Starting at the line with "TARGET = cooked pasta" and going on through the line with "TARGET = seasoned breading", reproduce each line in the records below exactly and nothing more.

■ ■ ■

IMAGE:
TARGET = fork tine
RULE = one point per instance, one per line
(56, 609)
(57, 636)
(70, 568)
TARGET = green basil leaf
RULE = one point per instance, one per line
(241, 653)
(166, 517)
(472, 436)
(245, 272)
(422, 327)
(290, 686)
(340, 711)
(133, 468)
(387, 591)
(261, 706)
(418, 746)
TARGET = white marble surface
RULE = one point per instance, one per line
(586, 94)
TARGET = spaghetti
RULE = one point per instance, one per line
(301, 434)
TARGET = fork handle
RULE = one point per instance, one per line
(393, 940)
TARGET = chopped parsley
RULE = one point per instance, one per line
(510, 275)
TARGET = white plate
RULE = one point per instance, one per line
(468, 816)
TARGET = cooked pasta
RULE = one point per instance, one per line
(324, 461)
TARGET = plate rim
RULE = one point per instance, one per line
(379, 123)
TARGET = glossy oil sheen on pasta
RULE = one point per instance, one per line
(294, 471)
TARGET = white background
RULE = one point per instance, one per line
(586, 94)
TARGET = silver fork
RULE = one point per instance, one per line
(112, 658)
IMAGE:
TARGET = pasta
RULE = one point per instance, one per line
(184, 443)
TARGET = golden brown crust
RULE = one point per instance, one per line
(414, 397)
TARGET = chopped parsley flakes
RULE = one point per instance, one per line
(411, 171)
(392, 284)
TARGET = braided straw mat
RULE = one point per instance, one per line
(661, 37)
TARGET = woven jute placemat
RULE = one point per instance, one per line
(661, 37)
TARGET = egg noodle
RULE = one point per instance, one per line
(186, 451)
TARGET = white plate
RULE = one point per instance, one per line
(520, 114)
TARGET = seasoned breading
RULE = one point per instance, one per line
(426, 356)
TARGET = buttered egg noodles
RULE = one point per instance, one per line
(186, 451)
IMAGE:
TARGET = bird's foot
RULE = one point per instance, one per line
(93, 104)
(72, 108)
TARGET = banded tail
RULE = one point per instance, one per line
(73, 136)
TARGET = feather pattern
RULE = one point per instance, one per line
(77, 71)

■ ■ ■

* _Solution_:
TARGET = cooked pasta
RULE = one point per instance, one per line
(324, 461)
TARGET = plate rim
RULE = one point per instance, one per line
(379, 123)
TARGET = glossy oil sheen on pasta
RULE = one point per instance, one per line
(294, 471)
TARGET = white background
RULE = one point per instance, one per line
(586, 94)
TARGET = silver fork
RULE = one point per instance, one per line
(112, 658)
IMAGE:
TARGET = pasta
RULE = one point per instance, one per line
(184, 443)
TARGET = golden brown crust
RULE = one point per instance, one per line
(414, 397)
TARGET = chopped parsley flakes
RULE = one point per instance, one per line
(411, 171)
(392, 284)
TARGET = braided straw mat
RULE = one point per instance, one per line
(661, 37)
TARGET = woven jute placemat
RULE = one point per instance, one per line
(661, 37)
TARGET = egg noodle
RULE = one point per instance, one per line
(186, 451)
TARGET = white plate
RULE = one point per instance, one per line
(520, 114)
TARGET = seasoned breading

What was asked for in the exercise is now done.